■ Exercise directions
Leaving all pictures aside, write out the records below precisely as given.

■ Supplied data
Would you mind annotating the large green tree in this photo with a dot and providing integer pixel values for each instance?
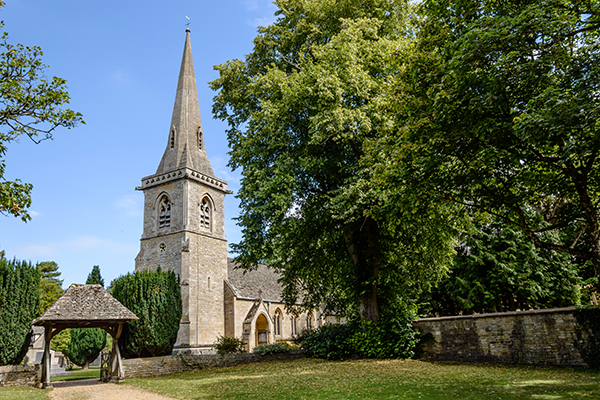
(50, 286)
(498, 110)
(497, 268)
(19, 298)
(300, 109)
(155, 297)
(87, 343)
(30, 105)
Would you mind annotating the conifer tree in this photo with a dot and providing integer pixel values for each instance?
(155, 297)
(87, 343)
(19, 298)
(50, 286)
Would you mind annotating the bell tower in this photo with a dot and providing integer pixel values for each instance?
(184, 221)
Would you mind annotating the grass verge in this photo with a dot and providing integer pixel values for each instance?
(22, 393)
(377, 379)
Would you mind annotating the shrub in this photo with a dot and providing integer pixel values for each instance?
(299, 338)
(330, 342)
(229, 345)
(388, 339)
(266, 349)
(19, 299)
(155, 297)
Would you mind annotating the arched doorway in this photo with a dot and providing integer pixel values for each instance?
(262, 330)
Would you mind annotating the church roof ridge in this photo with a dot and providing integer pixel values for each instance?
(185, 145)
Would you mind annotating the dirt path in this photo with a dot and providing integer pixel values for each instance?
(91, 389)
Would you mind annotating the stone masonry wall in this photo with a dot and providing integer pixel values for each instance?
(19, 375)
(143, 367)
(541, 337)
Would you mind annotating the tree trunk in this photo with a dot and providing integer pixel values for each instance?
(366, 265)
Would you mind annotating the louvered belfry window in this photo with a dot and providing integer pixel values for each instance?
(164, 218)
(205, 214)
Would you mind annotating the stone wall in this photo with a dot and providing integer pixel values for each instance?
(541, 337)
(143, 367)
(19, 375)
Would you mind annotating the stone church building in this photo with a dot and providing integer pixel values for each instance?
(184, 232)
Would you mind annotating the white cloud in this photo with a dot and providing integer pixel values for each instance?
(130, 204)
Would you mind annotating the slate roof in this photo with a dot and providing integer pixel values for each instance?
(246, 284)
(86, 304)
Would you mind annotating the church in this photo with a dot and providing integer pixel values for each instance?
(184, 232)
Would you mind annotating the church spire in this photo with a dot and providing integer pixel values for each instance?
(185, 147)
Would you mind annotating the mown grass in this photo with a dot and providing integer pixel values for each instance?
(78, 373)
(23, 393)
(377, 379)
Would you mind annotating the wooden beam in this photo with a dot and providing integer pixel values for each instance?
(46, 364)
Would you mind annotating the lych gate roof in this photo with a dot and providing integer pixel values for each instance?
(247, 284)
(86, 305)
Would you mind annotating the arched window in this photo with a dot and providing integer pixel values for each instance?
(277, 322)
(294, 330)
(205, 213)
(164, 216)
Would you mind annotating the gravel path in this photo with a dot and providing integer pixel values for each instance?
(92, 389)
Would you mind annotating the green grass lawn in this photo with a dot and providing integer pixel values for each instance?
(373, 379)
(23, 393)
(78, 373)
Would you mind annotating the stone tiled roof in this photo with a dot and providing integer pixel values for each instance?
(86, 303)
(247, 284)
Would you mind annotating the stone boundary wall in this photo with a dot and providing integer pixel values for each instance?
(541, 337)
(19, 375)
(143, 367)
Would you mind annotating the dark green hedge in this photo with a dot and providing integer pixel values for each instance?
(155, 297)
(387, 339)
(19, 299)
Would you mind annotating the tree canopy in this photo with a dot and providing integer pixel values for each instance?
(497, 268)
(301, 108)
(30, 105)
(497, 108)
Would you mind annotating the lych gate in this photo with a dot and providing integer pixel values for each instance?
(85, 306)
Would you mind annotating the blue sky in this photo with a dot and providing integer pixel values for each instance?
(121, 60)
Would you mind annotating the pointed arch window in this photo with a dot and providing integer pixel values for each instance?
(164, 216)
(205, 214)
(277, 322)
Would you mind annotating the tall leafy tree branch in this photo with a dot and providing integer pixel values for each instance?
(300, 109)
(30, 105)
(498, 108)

■ Exercise solution
Would you mind annotating the large green tree in this photo with a dot and providing integer pixel values for each instance?
(50, 286)
(498, 110)
(497, 268)
(19, 298)
(300, 109)
(155, 297)
(87, 343)
(30, 105)
Would you mind annotating the conifer tree in this photo with a dot and providing integer pixel values for each instance?
(155, 297)
(87, 343)
(19, 298)
(50, 286)
Would you mind annotating the bell tower in this photo with a dot and providing integer pixel values for each instance?
(184, 221)
Would you mind annotating the grass verge in this photo with a dot and providing integer pixel values for each instance?
(22, 393)
(377, 379)
Would you mind annotating the shrub in this photo with a dot and providing integer pixel values for each instance?
(299, 338)
(330, 342)
(229, 345)
(388, 339)
(266, 349)
(19, 299)
(155, 297)
Would you mind annotating the arched doorway in this photo with a dot and providing integer pixel values for each instance?
(262, 330)
Would you mind annotating the church roof ridge in this photo with a dot and providing integer pixel values for each instance?
(185, 145)
Would you mind annotating the dirt path in this photo with a dot and providing integer pixel values for each instance?
(91, 389)
Would you mind annotating the stone masonry wall in this photo with a dot and providing integer pixel values for each instance?
(19, 375)
(143, 367)
(541, 337)
Would you mind annotating the tree trunk in this photo with a dot and providing integer pixel values for each instance?
(366, 265)
Would you mind annotating the louvered belfry window in this photo with a dot and providing integer pixel values for each instance?
(164, 218)
(205, 214)
Would you mind annotating the stone wall in this photo with a dot and providing integer pixel values for each instance?
(541, 337)
(143, 367)
(19, 375)
Would you mind annotating the stone church building in this photo with a dot and providing integer pixel values for each instance?
(184, 232)
Would you mind annotating the white cloud in this photo with a dot and providing integer pixel values for each instance?
(130, 204)
Would you mind annotating the slate roof in this photo with a dot and providing integer pixel values for each instance?
(246, 284)
(86, 304)
Would you mind annotating the church in this photo with a dot and providing integer pixel values for each instance?
(184, 232)
Would you mind annotating the church spire in this photo with a dot and providing integer pixel values for each instance?
(185, 147)
Would you mind annotating the mown grass in this photo with a dot and providing integer pixel values for each instance?
(78, 373)
(23, 393)
(377, 379)
Would you mind annotating the wooden beam in this photo with a dot and providing integer pixel values for each instance?
(46, 364)
Would you mind annotating the lych gate roof in this photo with a dot and providing integer pixel values for each instance?
(247, 284)
(86, 305)
Would you mind annotating the arched window in this photo with a dot and providing integer pixel values for each instance?
(277, 322)
(294, 330)
(205, 213)
(164, 216)
Would you mind annotating the gravel path in this photo with a dot and providing integer pixel values for each instance?
(92, 389)
Would you mind annotating the green grass lawn in this photo with a dot and providing integer pixel values for each instance?
(373, 379)
(23, 393)
(78, 373)
Would you mind annotating the stone tiled roof in this photo with a dot and providing integer pixel values for each instance?
(86, 303)
(247, 284)
Would you mind annotating the stone boundary wall in this photo with a dot and providing integer pixel values for each instance?
(541, 337)
(19, 375)
(143, 367)
Would you mind annotating the dark green hedge in this photo with a dot and providing integer pixel values for each instance?
(155, 297)
(387, 339)
(19, 299)
Would you mind annotating the tree canopy in this photo with a dot and providing integer pixel values for each instance?
(497, 268)
(301, 108)
(30, 105)
(497, 108)
Would you mind annotating the lych gate in this photo with a dot and providing integer pixel values for each instance?
(85, 306)
Would you mind annotating the blue sky in this photo with a dot and providing integer pixel values for each instance?
(121, 60)
Would you mind annotating the pointed arch window in this photo with a dot and providing integer pixel values for each instance?
(164, 216)
(205, 214)
(277, 322)
Would you mind annotating the tall leafy tree branch in this photo with a dot and providing integer pixel values for each instance?
(300, 109)
(30, 105)
(498, 108)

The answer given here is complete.